[Data items]:
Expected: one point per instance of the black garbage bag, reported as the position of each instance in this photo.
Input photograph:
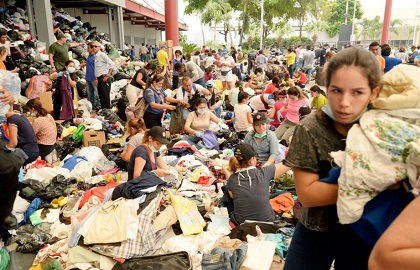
(110, 116)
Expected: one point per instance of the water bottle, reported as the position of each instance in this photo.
(4, 108)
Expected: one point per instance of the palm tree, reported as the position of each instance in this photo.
(393, 25)
(315, 28)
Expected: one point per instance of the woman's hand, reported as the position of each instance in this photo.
(170, 107)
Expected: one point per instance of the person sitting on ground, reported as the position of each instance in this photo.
(257, 78)
(295, 100)
(135, 128)
(273, 86)
(301, 78)
(243, 113)
(319, 98)
(22, 135)
(146, 157)
(3, 61)
(198, 122)
(214, 102)
(280, 98)
(248, 186)
(390, 62)
(263, 141)
(289, 81)
(44, 127)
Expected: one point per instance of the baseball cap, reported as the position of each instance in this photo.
(209, 83)
(244, 152)
(259, 118)
(159, 134)
(61, 35)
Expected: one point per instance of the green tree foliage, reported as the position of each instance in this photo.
(338, 15)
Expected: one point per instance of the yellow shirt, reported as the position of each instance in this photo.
(162, 58)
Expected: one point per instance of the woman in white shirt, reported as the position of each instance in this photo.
(198, 122)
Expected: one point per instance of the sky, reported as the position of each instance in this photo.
(371, 9)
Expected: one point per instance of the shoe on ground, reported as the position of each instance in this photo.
(9, 222)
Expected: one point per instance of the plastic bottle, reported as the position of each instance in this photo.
(4, 108)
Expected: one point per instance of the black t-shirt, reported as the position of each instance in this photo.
(144, 78)
(313, 140)
(250, 191)
(26, 134)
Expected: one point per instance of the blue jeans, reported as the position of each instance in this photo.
(93, 95)
(316, 250)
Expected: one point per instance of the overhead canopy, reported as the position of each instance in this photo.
(139, 12)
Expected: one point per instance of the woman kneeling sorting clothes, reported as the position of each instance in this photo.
(248, 186)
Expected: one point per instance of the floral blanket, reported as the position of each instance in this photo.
(382, 150)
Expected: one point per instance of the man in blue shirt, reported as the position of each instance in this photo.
(390, 62)
(90, 78)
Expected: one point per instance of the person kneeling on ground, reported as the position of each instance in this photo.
(248, 186)
(146, 157)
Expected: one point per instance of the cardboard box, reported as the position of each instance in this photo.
(93, 138)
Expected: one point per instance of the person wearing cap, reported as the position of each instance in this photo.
(319, 98)
(146, 157)
(243, 113)
(322, 57)
(199, 121)
(226, 64)
(104, 67)
(280, 98)
(214, 102)
(185, 93)
(300, 78)
(58, 52)
(295, 100)
(248, 186)
(191, 70)
(175, 76)
(263, 141)
(162, 56)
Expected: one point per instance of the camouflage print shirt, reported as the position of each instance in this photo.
(313, 140)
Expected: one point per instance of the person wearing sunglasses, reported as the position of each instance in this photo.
(104, 68)
(59, 52)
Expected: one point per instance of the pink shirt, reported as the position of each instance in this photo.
(293, 109)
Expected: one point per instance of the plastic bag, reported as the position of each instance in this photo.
(78, 134)
(189, 218)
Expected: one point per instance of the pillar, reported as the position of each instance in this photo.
(171, 21)
(120, 26)
(387, 20)
(44, 22)
(31, 18)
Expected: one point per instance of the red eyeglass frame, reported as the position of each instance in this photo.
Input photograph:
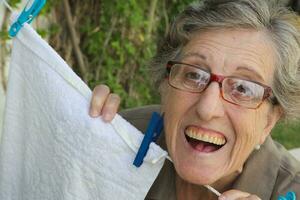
(219, 79)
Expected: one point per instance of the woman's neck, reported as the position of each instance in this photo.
(189, 191)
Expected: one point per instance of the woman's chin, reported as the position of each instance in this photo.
(199, 177)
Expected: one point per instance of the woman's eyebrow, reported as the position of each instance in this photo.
(254, 72)
(194, 54)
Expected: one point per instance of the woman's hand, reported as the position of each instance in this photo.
(104, 103)
(238, 195)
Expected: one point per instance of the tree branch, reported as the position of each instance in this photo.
(75, 40)
(151, 19)
(105, 44)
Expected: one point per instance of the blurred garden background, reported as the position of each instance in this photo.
(111, 42)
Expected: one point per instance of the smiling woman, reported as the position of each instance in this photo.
(227, 72)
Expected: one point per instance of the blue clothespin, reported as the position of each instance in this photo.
(31, 10)
(152, 133)
(289, 196)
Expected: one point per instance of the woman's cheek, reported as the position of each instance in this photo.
(246, 127)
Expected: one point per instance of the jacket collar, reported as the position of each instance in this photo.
(260, 171)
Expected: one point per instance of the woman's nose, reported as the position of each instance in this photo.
(210, 103)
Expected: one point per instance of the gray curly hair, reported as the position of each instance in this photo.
(281, 24)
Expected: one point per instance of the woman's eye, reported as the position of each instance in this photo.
(192, 76)
(243, 90)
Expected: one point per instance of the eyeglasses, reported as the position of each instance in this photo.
(194, 79)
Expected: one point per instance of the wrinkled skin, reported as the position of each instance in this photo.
(242, 53)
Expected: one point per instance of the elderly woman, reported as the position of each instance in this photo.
(227, 72)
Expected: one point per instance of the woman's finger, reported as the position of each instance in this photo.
(110, 107)
(237, 195)
(99, 96)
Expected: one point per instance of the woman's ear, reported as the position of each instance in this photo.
(163, 91)
(274, 115)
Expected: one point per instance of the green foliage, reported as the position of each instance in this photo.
(287, 134)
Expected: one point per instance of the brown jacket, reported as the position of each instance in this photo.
(268, 172)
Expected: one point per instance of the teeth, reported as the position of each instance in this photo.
(205, 137)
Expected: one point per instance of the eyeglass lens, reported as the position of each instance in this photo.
(234, 90)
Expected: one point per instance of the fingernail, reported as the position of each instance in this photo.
(222, 198)
(93, 113)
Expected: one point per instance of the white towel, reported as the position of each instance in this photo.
(51, 148)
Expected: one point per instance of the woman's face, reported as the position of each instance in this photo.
(247, 54)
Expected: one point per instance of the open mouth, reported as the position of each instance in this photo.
(203, 141)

[Task to complete]: Each line above should be output exactly, apart from the pictures.

[Response box]:
Expected: one point per instance of the black garbage bag, reported as the position of each instance in this photo.
Input photograph:
(110, 116)
Expected: one point per instance of the water bottle, reported as the position of each instance in this photo.
(4, 108)
Expected: one point per instance of the palm tree, reported as the position of each instance in this photo.
(393, 25)
(315, 28)
Expected: one point per instance of the woman's hand, reported as the position of each instance in this photo.
(170, 107)
Expected: one point per instance of the person sitting on ground, reported as the position of each instance in this photo.
(257, 78)
(295, 100)
(135, 128)
(273, 86)
(301, 78)
(243, 113)
(319, 98)
(22, 135)
(146, 157)
(3, 61)
(198, 122)
(214, 102)
(280, 98)
(248, 186)
(390, 62)
(263, 141)
(289, 81)
(44, 127)
Expected: one point per instance of the baseball cap, reported as the position of each instance in this photo.
(209, 83)
(244, 152)
(259, 118)
(159, 134)
(61, 35)
Expected: one point per instance of the green tree foliage, reported as the position of each instance in this photo.
(338, 15)
Expected: one point per instance of the yellow shirt, reported as the position of each instance in this photo.
(162, 58)
Expected: one point per instance of the woman in white shirt, reported as the position of each instance in this photo.
(198, 122)
Expected: one point per instance of the sky, reported as the position of each instance in this photo.
(371, 9)
Expected: one point per instance of the shoe on ground, reported as the position of each instance in this photo.
(9, 222)
Expected: one point per instance of the plastic bottle, reported as the position of each instance in this photo.
(4, 108)
Expected: one point per instance of the black t-shirt, reported as the position of each instance in this photo.
(144, 78)
(313, 140)
(250, 191)
(26, 134)
Expected: one point per instance of the blue jeans, reported as the position of each instance in this photo.
(93, 95)
(316, 250)
Expected: one point per instance of the overhead canopy, reported as the position of each instance in this photo.
(139, 12)
Expected: one point per instance of the woman kneeling sorting clothes, reported as the position of each instance in this photo.
(248, 186)
Expected: one point per instance of the floral blanket, reported as the position of each instance in this photo.
(382, 150)
Expected: one point per instance of the man in blue shirt, reported as the position of each instance in this photo.
(390, 62)
(90, 78)
Expected: one point per instance of the person kneeling on ground, reported as the position of each instance in this photo.
(248, 186)
(146, 157)
Expected: one point per instance of the cardboard box, reported as the position of each instance in this photo.
(93, 138)
Expected: one point per instance of the person wearing cap, reported as the position of each instance in this photo.
(319, 98)
(146, 157)
(243, 113)
(322, 57)
(199, 121)
(226, 64)
(104, 67)
(280, 98)
(214, 102)
(185, 93)
(300, 78)
(58, 52)
(295, 100)
(248, 186)
(191, 70)
(175, 76)
(263, 141)
(162, 56)
Expected: one point per instance of the camouflage print shirt, reported as the position of each instance in this photo.
(313, 140)
Expected: one point per instance of the person wearing sunglasses, reported as the position of each instance in this photo.
(104, 68)
(59, 52)
Expected: one point per instance of the pink shirt, reported as the position of each instance in this photo.
(293, 109)
Expected: one point per instance of the plastic bag, reported as the position of each instance in this photo.
(78, 134)
(189, 218)
Expected: one point per instance of the pillar, reported as the position of each instance in this photo.
(171, 21)
(120, 26)
(387, 20)
(44, 22)
(31, 18)
Expected: one point per instance of the red eyeglass frame, reported as the position of each instance in this photo.
Input photograph:
(219, 79)
Expected: one point per instance of the woman's neck, reported as the position of each instance in this photo.
(189, 191)
Expected: one point per instance of the woman's chin, reported as the position of each instance in this photo.
(199, 177)
Expected: one point per instance of the woman's eyebrow, reported as the position of each instance in this photo.
(254, 72)
(194, 54)
Expected: one point per instance of the woman's hand, reported as the position of each instance in this photo.
(104, 103)
(238, 195)
Expected: one point per instance of the tree branch, reported as the position of each instance in this photo.
(75, 40)
(151, 19)
(105, 44)
Expected: one point per instance of the blurred garden background, reported as the position of each instance in this photo.
(111, 42)
Expected: one point per instance of the smiling woman, reported as the position of each instance in this photo.
(227, 72)
Expected: one point per instance of the blue clothespin, reported as the position of each instance in this photo.
(31, 10)
(152, 133)
(289, 196)
Expected: one point per instance of the woman's cheek, reported as the position of each instance in this photo.
(246, 127)
Expected: one point per instance of the jacket collar, reported as the position of each instance in this photo.
(260, 171)
Expected: one point per instance of the woman's nose, reported as the position of each instance in this photo.
(210, 103)
Expected: one point per instance of the gray curly hair, reported as the position of each instance in this photo.
(281, 24)
Expected: one point per instance of the woman's eye, reported as the position of each instance in this photo.
(192, 76)
(243, 90)
Expected: one point per instance of the eyeglasses, reported as the position of each instance in this photo.
(194, 79)
Expected: one point per instance of the wrinkled skin, reported as the position of each instance in this photo.
(242, 53)
Expected: one point per instance of the elderly woman, reported as the position of each instance in this photo.
(227, 72)
Expected: one point per instance of the woman's finger, reported as the position of each instance in this photo.
(110, 107)
(237, 195)
(99, 96)
Expected: one point per instance of the woman's ear, reported as the position of each instance in this photo.
(163, 91)
(274, 115)
Expected: one point per instance of the green foliage, reported as the position of each instance in this photo.
(287, 134)
Expected: one point per instance of the brown jacket, reported as the position of each instance in this photo.
(268, 172)
Expected: one point per instance of the teeth, reported as the position of each instance in this photo.
(205, 137)
Expected: one point per instance of the eyeglass lens, reported as the position of each instance in this photo.
(234, 90)
Expected: one point per instance of the fingernail, reported as the position of each instance in this photo.
(222, 198)
(93, 113)
Expected: one point per instance of the white towel, reported as the position of each instance in this photo.
(51, 148)
Expected: one point per instance of the woman's face, reported as the position of each instance in this photo.
(247, 54)
Expected: one point per instance of the open mouth, reported as the position of each instance in this photo.
(203, 141)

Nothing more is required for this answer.